> [Given problem 1] Please reproduce the listing from the line containing "Q: Place a marker on the window" through the final line of the listing, both ends included. Keep each request word for word, and shift every x and y coordinate in the answers up by 25.

> [Selected passage]
Even the head of an independent, family-owned grocery store weighed in. “For years I had the mindset that self-scanners were impersonal and lacked the service we wanted to provide,” Tracy Clements Anthony, President of Clements Marketplace, told the committee. “I could not have been more wrong.” After installing self-checkout stations last year, “we have improved service level to all of our customers and are able to service our community better,” she said. “Simply because a store offers an option for a customer to handle their own goods at the point of purchase should not give the state a right to regulate the number of machines (or) mandate a discount.”

Some of Cotter’s colleagues on the committee, however, spoke in support of the bill. Representative Patricia Serpa called self-checkouts the “beginning of the creep, where technology replaces everything and everybody.” To business leaders’ arguments that cashiers are hard to find these days, “my fear,” she said, “is that if these machines take over every single one of those positions, the people aren’t going to ever to come back.”

Representative Michelle McGaw expressed concern how “personal interaction has really gone by the wayside,” and self-checkout is just another example. “It’s about the jobs, it’s about the numbers, and it’s about the businesses,” she said. “But it’s also about community and our relationships with one another.”

But is it the government’s role to mandate personal interactions at the grocery store? Are shoppers really entitled to compensation for choosing to go it alone? And if we give in to automation at the grocery store – will “the creep” have machines coming for your job next?

If you thought the debate between those who love and those who hate self-checkout was heated – in Rhode Island, it seems the real debate has only just begun.

> [Records for the exercise]
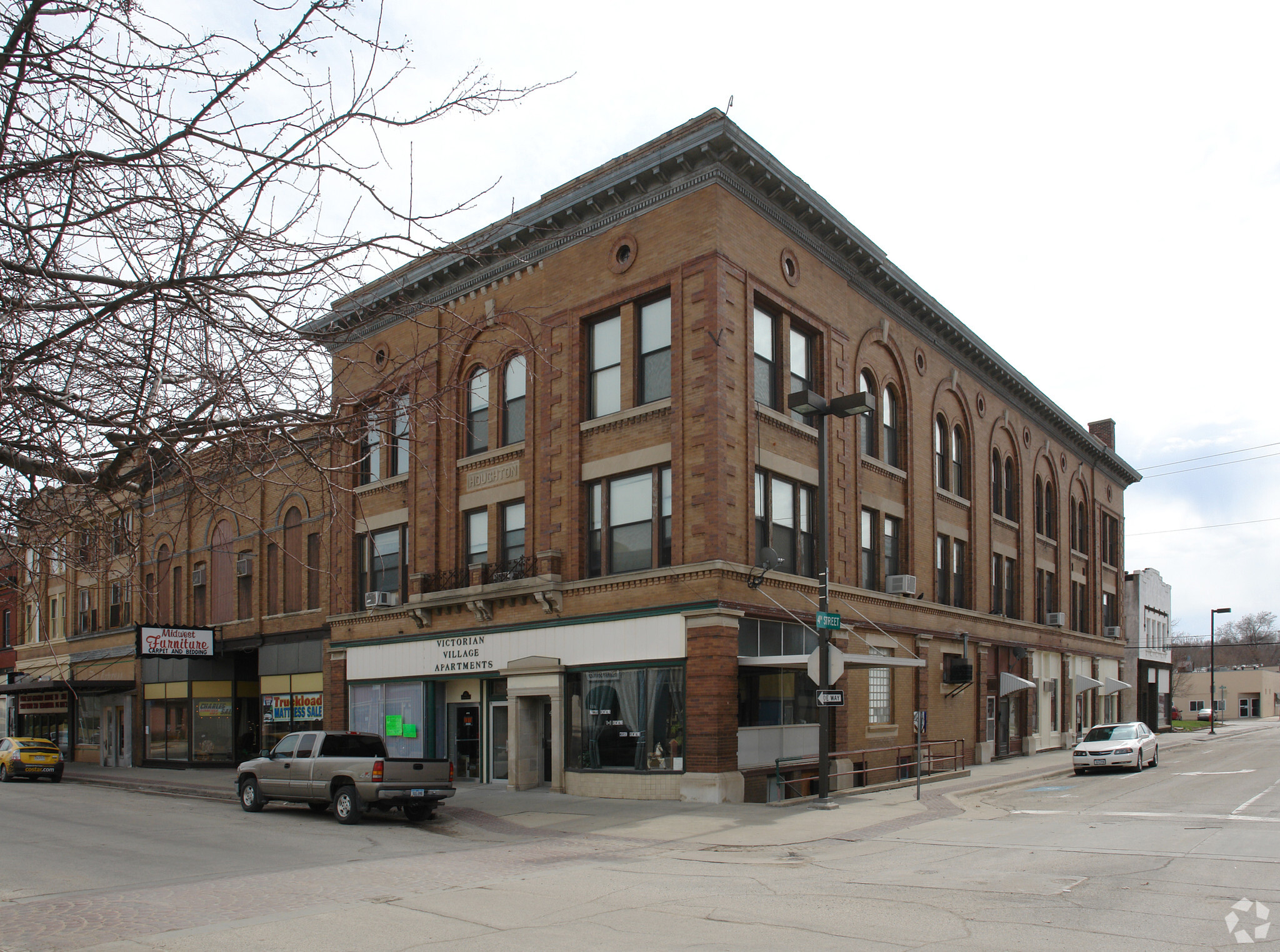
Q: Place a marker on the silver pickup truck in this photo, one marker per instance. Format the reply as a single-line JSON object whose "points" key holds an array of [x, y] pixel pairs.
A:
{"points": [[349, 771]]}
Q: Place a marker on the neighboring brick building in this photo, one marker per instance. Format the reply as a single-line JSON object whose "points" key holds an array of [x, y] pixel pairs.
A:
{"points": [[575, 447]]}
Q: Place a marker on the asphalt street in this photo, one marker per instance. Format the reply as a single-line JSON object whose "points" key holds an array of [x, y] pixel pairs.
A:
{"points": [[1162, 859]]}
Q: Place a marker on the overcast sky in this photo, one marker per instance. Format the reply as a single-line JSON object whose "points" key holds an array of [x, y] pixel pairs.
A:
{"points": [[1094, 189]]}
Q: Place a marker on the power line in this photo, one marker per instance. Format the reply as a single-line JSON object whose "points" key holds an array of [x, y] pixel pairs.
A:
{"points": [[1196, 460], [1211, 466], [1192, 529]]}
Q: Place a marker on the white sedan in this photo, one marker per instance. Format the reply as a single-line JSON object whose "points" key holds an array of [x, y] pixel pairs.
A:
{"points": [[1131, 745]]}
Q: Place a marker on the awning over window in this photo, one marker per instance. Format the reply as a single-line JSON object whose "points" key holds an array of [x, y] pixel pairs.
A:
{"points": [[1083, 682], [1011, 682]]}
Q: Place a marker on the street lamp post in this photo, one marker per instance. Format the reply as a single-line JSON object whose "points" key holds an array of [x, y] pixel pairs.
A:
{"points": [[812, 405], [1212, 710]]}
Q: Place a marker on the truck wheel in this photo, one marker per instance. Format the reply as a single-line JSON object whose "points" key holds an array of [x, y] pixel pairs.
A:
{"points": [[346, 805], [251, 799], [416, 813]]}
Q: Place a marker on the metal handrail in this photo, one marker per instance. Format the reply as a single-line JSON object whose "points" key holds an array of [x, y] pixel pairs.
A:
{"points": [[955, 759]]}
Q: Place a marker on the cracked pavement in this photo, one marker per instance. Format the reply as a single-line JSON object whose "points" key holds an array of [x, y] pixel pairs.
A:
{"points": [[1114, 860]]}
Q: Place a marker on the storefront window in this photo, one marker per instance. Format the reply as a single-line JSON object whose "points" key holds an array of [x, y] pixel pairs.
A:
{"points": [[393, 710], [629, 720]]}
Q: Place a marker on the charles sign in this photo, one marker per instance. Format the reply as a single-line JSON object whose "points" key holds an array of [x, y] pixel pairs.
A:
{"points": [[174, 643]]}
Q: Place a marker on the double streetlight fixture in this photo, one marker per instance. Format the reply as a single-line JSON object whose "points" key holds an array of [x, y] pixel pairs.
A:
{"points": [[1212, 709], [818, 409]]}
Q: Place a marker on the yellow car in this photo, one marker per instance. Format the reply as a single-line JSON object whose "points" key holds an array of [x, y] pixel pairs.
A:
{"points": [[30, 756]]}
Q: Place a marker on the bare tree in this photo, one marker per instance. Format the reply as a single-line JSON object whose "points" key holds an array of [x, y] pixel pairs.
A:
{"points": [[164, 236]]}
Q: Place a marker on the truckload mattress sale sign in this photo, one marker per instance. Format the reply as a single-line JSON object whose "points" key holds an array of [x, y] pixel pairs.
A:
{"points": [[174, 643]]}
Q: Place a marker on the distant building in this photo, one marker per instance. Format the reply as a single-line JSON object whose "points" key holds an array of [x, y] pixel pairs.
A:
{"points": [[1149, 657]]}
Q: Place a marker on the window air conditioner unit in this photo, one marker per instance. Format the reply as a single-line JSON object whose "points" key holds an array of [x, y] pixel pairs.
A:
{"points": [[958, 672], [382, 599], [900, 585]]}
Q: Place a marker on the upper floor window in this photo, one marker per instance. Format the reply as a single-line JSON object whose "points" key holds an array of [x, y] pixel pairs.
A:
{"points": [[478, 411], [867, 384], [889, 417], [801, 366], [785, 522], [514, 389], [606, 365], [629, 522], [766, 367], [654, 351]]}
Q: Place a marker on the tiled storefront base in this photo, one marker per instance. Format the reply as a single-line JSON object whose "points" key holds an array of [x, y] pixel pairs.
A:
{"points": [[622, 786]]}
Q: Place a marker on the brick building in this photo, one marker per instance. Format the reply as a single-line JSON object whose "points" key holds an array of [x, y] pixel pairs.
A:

> [Given problem 2] Name every person the passage about the self-checkout debate mentions by name.

> [Exercise result 1]
Q: Place a marker on the window air conditioner unit in this photo, one marker per instance. Format the reply as a single-line JSON object whose "points" key holds an array of [x, y] pixel pairs.
A:
{"points": [[983, 697], [407, 624], [925, 610]]}
Q: Place a marker on the upper floor window in this photo, one marker per instance. Format the reply as a single-line JSON object whose "points" key holds an array of [x, y] pixel pairs.
A:
{"points": [[503, 436], [892, 409], [914, 442], [826, 391], [810, 547], [539, 414], [631, 390], [654, 547], [791, 392], [679, 376]]}
Q: Place a marker on the tiled storefront base in this photo, one marker per instance. Format the reply as a single-line JSON object whose "points" key holds an array of [x, y] pixel pairs.
A:
{"points": [[647, 811]]}
Q: Place a marker on the brick building in this photo, one marker per instance. Format the reply as a single-line JSON object whose "points" key holds an array of [x, y] pixel pairs.
A:

> [Exercise result 2] Tracy Clements Anthony, Cotter, Patricia Serpa, Michelle McGaw